CONSIGNES:
#1 Dans le récit du séjour dans le Queyras, transformez en liste à puces le paragraphe qui commence par « À mesure que la route quitte la vallée de la Durance », en gardant ses faits principaux.
#2 Répondez brièvement à ces questions sur le récit du séjour dans le Queyras.
(a) Quel lac aux eaux turquoise les voyageurs rejoignent-ils ?
(b) Où habitent Anne-Lise et Boris ?
(c) Quelle est l'altitude du sommet de Tronchet ?
#3 Rédigez la suite du récit du séjour dans le Queyras, à partir de sa dernière phrase.

TEXTE FOURNI:
------------------------------------------------------------

Queyrament très beau

[Info pour ceux qui sont perdus : cet article relate notre séjour dans le Queyras, en Septembre dernier. Plus d’info sur la carte à ce lien]

Les dernières journées de route nous font traverser et dormir au sein d’un paysage de plus en plus montagneux. Du Vaucluse, nous franchissons les Alpilles plus à l’Est, pour rejoindre Apt, puis Digne-les-Bains.
Nous parcourons les Alpes-de-Haute-Provence par les routes départementales qui tournicotent et rejoignons le majestueux Lac de Serre-Ponçon aux eaux turquoise.

Il n’y a pas à dire, ces paysages montagneux nous enchantent profondément.

À mesure que la route quitte la vallée de la Durance pour longer le Guil, elle s’enfonce dans une gorge aux parois abruptes. La roche grise, le peu de végétation, les remous de l’eau fraiche de la rivière. Nous comprenons que la région du Queyras et les vallées affluentes du Guil sont longtemps restées recluses, perdues aux confins des Hautes-Alpes*, en bordure de la frontière italienne.

La gorge se rétrécie en approchant de Château-Queyras, place forte qui se dresse sur un piton rocheux en travers du val étroit.
La région est très peu urbanisée et les quelques villages qui parsèment les trois vallées sont encore « dans leur jus », malgré l’attrait touristique inhérent à ces paysages préservés.

Anne-Lise et Boris habitent au pied du château, sur les berges du Guil.
Et après de trop nombreux mois loin d’eux, nous sommes accueillis avec la plus grande chaleur.
Nous faisons enfin connaissance avec la très mignonne petite Marguerite et posons nos affaires pour quelques jours.

Conseillés et équipés par nos amis, nous avons hâte de (re)découvrir la région, reconnue comme étant un paradis pour les randonneurs.
Après deux mois et demi à s’engraisser de bonnes choses – on ne se plaint pas !, notre condition physique est loin d’être au top. Progressivement, on se remet en marche.

Ainsi, notre première balade nous conduit au Lac Souliers et au sommet de Tronchet à 2590m, pour 1000m de dénivelé. Remise en jambe sur fond de paysage champêtre montagnard, le village de Souliers semble si isolé.

------------------------------------------------------------

Relevés de points étiquetés
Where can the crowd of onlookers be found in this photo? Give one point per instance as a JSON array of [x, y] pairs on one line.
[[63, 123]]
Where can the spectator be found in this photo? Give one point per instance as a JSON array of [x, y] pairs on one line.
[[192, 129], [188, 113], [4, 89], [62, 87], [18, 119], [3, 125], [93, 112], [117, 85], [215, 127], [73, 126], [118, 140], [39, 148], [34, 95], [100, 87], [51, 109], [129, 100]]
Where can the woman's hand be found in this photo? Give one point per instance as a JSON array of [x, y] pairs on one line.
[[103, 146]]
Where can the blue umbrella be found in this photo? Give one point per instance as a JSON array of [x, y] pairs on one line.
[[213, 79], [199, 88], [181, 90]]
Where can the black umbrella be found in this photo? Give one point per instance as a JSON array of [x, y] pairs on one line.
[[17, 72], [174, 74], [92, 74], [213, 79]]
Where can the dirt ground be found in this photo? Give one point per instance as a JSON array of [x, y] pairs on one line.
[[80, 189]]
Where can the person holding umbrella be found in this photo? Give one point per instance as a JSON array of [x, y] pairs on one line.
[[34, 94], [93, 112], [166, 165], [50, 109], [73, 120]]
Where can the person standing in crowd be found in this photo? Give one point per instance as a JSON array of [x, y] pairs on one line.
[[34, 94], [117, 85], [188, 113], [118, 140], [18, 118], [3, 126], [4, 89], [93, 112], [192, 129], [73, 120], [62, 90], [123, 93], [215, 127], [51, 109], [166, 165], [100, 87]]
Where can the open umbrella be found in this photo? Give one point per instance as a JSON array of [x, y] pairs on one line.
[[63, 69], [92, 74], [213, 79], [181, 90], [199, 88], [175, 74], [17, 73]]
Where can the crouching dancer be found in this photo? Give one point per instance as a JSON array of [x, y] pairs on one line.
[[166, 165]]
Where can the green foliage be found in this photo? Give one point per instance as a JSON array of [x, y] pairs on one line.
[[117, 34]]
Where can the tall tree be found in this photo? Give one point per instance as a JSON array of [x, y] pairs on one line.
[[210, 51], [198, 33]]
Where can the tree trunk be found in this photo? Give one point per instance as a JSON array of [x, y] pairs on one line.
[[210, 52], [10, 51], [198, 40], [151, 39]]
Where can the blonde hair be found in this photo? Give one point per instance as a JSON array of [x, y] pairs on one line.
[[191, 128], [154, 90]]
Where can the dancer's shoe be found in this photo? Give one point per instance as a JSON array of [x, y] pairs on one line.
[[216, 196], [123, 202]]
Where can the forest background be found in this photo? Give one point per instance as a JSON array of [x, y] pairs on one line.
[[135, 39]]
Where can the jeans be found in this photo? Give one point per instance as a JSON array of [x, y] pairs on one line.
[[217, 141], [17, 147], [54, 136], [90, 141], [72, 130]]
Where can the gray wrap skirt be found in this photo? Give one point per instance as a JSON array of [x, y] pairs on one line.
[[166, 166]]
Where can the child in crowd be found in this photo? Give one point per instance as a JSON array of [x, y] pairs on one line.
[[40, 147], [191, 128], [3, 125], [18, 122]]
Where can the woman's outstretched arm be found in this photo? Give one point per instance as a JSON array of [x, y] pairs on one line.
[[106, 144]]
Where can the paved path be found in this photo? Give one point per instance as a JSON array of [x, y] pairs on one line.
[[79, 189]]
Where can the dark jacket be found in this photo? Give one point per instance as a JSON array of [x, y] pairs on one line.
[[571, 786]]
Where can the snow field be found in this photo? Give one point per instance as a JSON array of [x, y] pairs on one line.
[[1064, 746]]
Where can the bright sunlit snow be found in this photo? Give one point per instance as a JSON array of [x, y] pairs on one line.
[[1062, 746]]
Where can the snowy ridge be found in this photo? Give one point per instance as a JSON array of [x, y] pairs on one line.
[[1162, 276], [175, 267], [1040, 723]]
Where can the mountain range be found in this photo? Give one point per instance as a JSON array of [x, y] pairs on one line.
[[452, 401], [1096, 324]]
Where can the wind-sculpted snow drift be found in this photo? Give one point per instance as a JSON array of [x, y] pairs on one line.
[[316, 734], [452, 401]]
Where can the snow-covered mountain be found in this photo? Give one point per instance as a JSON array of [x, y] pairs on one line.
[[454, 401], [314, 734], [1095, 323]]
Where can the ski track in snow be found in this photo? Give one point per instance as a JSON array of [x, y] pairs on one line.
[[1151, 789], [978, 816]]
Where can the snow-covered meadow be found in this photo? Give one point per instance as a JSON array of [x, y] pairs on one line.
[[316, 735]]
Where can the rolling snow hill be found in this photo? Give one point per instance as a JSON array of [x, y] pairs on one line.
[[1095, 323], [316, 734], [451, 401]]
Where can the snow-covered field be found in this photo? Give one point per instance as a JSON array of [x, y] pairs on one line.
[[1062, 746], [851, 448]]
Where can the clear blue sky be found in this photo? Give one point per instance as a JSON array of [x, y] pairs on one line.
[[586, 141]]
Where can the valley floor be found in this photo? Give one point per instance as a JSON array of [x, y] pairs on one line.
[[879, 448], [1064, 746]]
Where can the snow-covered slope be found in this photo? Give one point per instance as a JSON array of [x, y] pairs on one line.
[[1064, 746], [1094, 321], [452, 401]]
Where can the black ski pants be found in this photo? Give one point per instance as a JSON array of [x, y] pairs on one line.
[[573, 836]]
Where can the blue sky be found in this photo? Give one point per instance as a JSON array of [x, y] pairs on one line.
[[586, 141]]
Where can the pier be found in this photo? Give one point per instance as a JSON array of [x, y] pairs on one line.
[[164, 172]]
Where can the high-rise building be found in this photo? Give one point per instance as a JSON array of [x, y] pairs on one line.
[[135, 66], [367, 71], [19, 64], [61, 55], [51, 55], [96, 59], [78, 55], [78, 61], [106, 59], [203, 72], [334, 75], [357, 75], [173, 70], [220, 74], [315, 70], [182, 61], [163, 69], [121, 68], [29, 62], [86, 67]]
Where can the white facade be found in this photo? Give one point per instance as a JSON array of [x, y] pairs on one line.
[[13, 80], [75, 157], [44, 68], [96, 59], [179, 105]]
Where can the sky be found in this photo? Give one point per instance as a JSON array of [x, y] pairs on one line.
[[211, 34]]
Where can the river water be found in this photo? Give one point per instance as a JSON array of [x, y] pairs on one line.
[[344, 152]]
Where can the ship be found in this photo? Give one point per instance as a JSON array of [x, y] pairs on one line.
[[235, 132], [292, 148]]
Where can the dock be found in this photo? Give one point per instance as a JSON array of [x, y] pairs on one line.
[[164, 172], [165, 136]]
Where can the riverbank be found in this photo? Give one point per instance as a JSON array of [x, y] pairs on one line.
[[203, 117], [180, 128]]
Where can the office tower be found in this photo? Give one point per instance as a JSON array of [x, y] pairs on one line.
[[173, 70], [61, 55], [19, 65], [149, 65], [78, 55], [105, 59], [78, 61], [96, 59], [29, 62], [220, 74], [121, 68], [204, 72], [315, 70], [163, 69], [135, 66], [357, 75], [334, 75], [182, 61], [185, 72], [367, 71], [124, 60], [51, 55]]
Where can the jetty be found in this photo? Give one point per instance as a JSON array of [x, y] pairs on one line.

------------------------------------------------------------

RÉPONSES:
#1
- La route quitte la vallée de la Durance pour longer le Guil et s'enfonce dans une gorge aux parois abruptes.
- Le paysage se compose de roche grise et de peu de végétation, avec les remous de l'eau fraîche de la rivière.
- La région du Queyras et les vallées affluentes du Guil sont longtemps restées recluses, aux confins des Hautes-Alpes, en bordure de la frontière italienne.

#2
(a) Le lac de Serre-Ponçon.
(b) Au pied du château, sur les berges du Guil.
(c) 2590 m.

#3
Nous ne croisons que très peu de monde sur le chemin, et seulement une poignée de marcheurs au sommet. Peut-être parce que nous ne sommes en fin de saison… Dans tous les cas, nous comprenons bien vite pourquoi cette région est tant plébiscitée pour la randonnée.
Les paysages sont magnifiques et divers. Les sentiers sont en très bon état, extrêmement propres et bien balisés – ce à quoi nous n’étions pas habitués!

En arrivant sur le haut de la crête, nos yeux parcourent ces pentes désertiques, sur lesquelles s’accrochent mousses et petites herbes. Les marmottes en ont fait leur terrain de jeux, nous les entendons siffler quand elles ne fuient pas à toutes jambes, remuant leur gros popotins.


En contrebas, la vallée d’Arvieux contraste de ses cultures d’un vert éclatant, alors que devant nous, les massifs du Queyras s’entendent dans un camaïeu de gris rocheux.
Un grand bol d’air dans nos poumons, nous nous sentons vivants.




Qu’il est bon de profiter de cet environnement incroyable.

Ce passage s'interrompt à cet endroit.